■ TEXTE SOURCE
☆ ☆ ☆

En retrait de la vie politique depuis des années, le socialiste René Kollwelter refait surface ces jours-ci à coup de tribunes au vitriol dans la presse. Il est aussi à l’origine d’un appel à faire du bruit chaque samedi contre les dérives du mouvement covidsceptique. Sa façon de «résister».
Figure bien connue de la scène politique luxembourgeoise, l’ex-député socialiste René Kollwelter, conseiller communal de la Ville de Luxembourg pendant plus de 25 ans, s’était retiré de la vie publique depuis bien longtemps. Mais surprise, ces derniers jours, son nom est réapparu dans la presse, au bas de lettres ouvertes dénonçant, avec le sarcasme qu’on lui connaît, le climat délétère qui plane sur le pays.

☆ ☆ ☆

(Données de localisation : un point par instance)
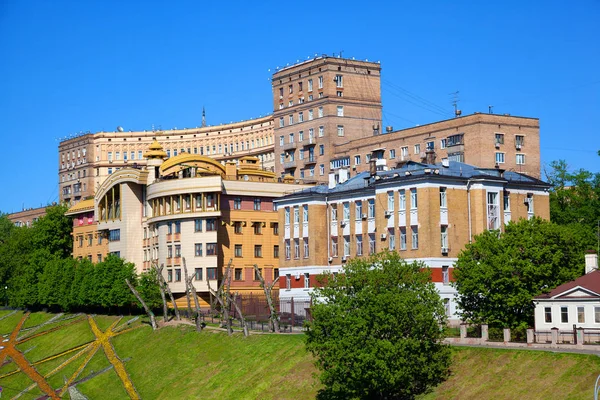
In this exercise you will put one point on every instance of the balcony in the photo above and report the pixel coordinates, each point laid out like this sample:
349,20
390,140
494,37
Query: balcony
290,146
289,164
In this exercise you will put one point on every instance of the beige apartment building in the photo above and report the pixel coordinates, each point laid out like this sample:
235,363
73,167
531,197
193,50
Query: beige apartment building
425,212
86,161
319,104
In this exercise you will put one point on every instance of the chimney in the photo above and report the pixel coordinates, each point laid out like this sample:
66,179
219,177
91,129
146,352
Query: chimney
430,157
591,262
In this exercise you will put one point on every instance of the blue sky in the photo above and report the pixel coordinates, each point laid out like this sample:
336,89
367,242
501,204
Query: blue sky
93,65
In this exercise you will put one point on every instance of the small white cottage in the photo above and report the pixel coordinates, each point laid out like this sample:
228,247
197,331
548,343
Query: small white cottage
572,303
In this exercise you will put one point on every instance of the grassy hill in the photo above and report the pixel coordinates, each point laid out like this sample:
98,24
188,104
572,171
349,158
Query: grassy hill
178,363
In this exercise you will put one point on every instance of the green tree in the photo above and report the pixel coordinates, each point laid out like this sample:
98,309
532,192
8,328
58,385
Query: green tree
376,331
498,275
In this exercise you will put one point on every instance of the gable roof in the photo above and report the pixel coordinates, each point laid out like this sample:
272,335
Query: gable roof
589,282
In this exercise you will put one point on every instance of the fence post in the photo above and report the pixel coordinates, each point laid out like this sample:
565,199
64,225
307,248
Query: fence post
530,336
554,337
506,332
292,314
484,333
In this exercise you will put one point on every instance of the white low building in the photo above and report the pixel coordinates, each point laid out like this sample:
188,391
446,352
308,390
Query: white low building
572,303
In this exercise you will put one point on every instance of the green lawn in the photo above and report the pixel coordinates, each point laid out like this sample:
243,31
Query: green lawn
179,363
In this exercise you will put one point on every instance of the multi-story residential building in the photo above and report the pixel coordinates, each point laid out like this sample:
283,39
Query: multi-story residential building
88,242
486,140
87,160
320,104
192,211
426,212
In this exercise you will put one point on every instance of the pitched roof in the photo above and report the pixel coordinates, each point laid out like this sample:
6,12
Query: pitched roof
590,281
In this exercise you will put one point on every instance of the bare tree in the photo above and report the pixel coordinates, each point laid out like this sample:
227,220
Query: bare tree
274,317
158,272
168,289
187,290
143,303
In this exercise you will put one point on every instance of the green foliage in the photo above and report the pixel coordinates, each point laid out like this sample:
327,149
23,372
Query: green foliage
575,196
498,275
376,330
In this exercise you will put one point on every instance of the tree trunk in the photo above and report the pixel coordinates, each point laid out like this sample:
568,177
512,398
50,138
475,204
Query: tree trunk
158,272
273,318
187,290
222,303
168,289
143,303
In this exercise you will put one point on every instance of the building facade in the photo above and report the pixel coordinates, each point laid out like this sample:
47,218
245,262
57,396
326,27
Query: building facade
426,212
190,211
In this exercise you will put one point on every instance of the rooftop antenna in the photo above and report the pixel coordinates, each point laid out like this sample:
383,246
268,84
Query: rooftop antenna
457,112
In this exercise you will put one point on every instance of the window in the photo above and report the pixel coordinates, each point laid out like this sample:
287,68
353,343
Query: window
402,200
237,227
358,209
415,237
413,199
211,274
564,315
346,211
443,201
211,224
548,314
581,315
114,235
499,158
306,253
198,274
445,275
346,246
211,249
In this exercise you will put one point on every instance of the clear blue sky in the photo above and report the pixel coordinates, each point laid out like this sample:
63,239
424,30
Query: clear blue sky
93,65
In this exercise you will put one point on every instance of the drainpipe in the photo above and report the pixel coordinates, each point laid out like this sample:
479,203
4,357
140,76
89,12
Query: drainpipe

☆ ☆ ☆

■ TÂCHES À FAIRE
1. D'après le texte sur René Kollwelter, pendant combien de temps a-t-il été conseiller communal de la Ville de Luxembourg ?
2. Poursuivez le texte sur René Kollwelter juste après sa dernière phrase.

■ RÉPONSES DANS L'ORDRE
1. Pendant plus de 25 ans.

2.
«Je ne pouvais plus rester silencieux», explique-t-il, pointant le rassemblement qui a dégénéré il y a dix jours en ville au cours duquel les domiciles privés de ministres ont été pris pour cible. «Ça m’a révolté et j’ai aussi ressenti un immense ras-le-bol», poursuit-il. «Je crois que, comme moi, beaucoup de gens ont été choqués. Il fallait réagir. Or, dans ces cas-là, on a tendance à attendre que quelqu’un d’autre fasse quelque chose.»
«Les tensions sont partout»
Lui n’a pas attendu. Il décroche son téléphone et mobilise rapidement quelques proches autour de lui pour lancer l’initiative «Nous, citoyens» qui appelle tous ceux qui ne cautionnent pas ces actions violentes à faire du bruit le samedi à midi, aux fenêtres et aux balcons, avec des casseroles. «L’idée est avant tout d’occuper l’espace public, de se le réapproprier, au moins en partie. Je voulais organiser une sorte de résistance», confie-t-il.
Car pour l’ex-conseiller d’État, il y a urgence, alors que la société se fracture et que la démocratie s’en trouve dangereusement fragilisée : «Les tensions sont partout, en famille, entre amis, au travail. On ne peut pas continuer comme ça. On doit trouver une forme de médiation entre les uns et les autres, réinstaurer le dialogue et l’échange», analyse-t-il.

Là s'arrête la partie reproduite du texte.